You're right, it is quite difficult to see what is happening since the only thing we're seeing are tokio and mqtt calls. Unfortunately I have no experience with Tokio, but have heard the tokio console is often useful for debugging:
https://docs.rs/tokio-console/latest/tokio_console/
https://github.com/tokio-rs/console

1 Like

This is tokio_console looking at the same hangup as I've given the gdb log before:

One thing I do find strange ist the not yielding part - I believe all those 4 active tasks are only waiting for input.

For example the last one signal_notifier.rs:155 runs the the process_output function further down in the same file, which spends most of it's time waiting for the iterator to yield lines:

pub async fn process_output(stdout: ChildStdout, last_confirmed: Arc<RwLock<usize>>) {
    let reader = std::io::BufReader::new(stdout);
    for output in std::io::BufRead::lines(reader) {

I don't understand how that task could be shown as active = busy all of the 13 seconds the program ran before I killed it to replace it with a working copy again - and during those 13 seconds I can see in my log output that not a single line has been yielded.

I haven't looked at all of your code but I looked at one of the files mentioned in that console display and I see that you are performing blocking operations in async:

pub async fn process_output(stdout: ChildStdout, last_confirmed: Arc<RwLock<usize>>) {
    let reader = std::io::BufReader::new(stdout);
    for output in std::io::BufRead::lines(reader) {

This will tie up one tokio executor thread and make it unable to make progress on other tasks assigned to it. You should be using tokio's async version of child process management, and similarly swap out any other uses of std::io and std::process.

6 Likes

thank you @kpreid :partying_face:

replacing tokio::process in my signal_notifier module makes it work together with the mqtt_relay module without freezing my application :grinning_face:

I've found that I can similarly make the main.rs:764 = worx handler task not block a thread by using tokio::time::sleep instead of std::thread::sleep :heart:

You don't happen to have any idea how to also fix the blocking behavior of my 2 rumqtt tasks? (broker & listener)

1 Like

Problems to solve ->
1) Reproduce the passage from the tokio thread that begins at the words "This will tie" and stops after the words "std::io and std::process.".
2) Translate this sentence from the tokio thread into French: "This will tie up one tokio executor thread and make it unable to make progress on other tasks assigned to it."

Extracted data ->
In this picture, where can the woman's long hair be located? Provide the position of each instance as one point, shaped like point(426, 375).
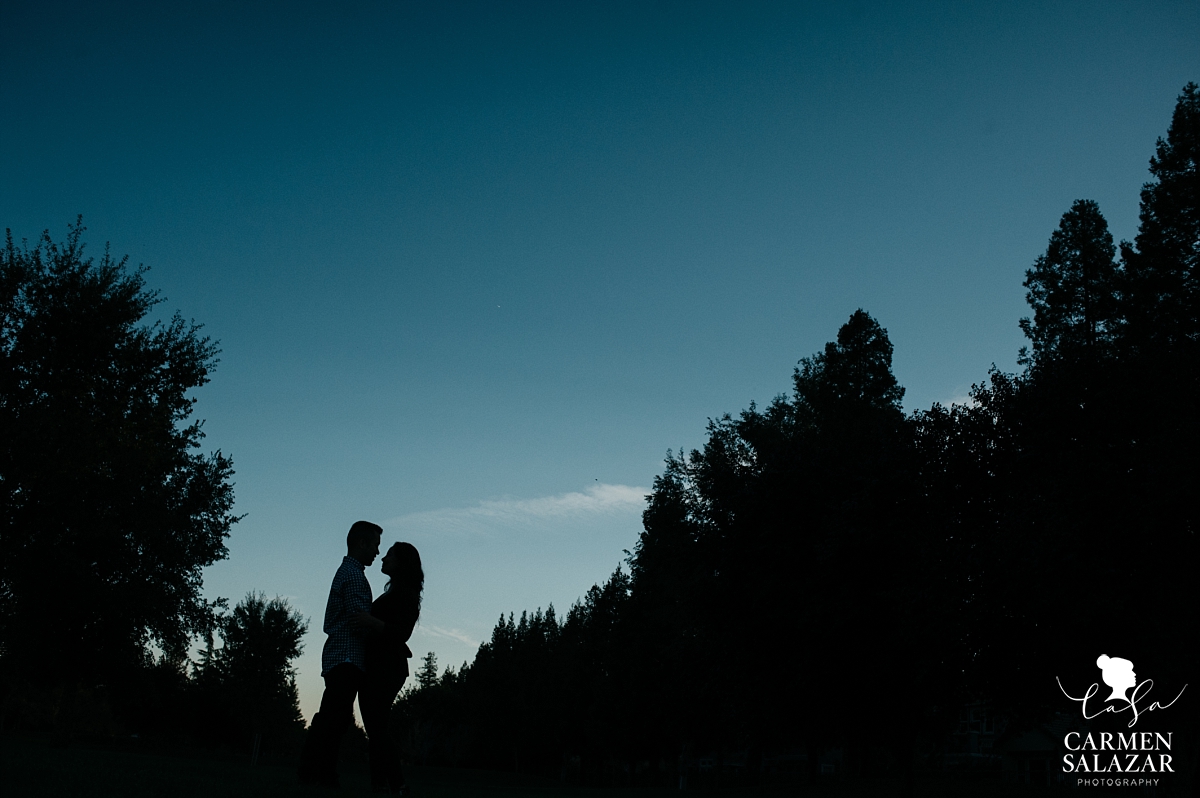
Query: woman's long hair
* * *
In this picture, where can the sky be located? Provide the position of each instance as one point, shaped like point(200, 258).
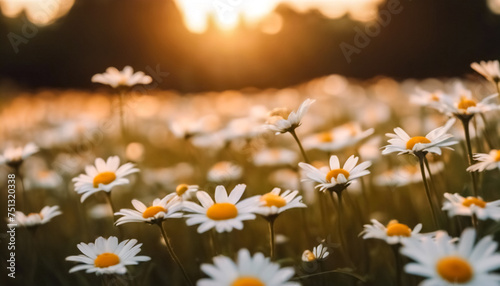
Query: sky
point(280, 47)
==
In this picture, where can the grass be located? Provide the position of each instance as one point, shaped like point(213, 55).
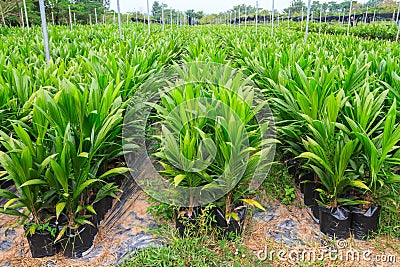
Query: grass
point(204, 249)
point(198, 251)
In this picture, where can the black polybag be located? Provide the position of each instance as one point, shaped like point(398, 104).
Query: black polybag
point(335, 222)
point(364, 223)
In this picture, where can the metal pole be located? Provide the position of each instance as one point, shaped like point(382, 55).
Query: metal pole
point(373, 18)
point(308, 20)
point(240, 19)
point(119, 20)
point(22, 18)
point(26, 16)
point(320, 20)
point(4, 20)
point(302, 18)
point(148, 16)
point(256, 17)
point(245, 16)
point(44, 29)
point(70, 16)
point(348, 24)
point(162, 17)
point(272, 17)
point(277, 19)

Answers by task ->
1)
This will tie up one tokio executor thread and make it unable to make progress on other tasks assigned to it. You should be using tokio's async version of child process management, and similarly swap out any other uses of std::io and std::process.

2) Cela immobilisera un thread de l'exécuteur tokio et l'empêchera de faire progresser les autres tâches qui lui sont assignées.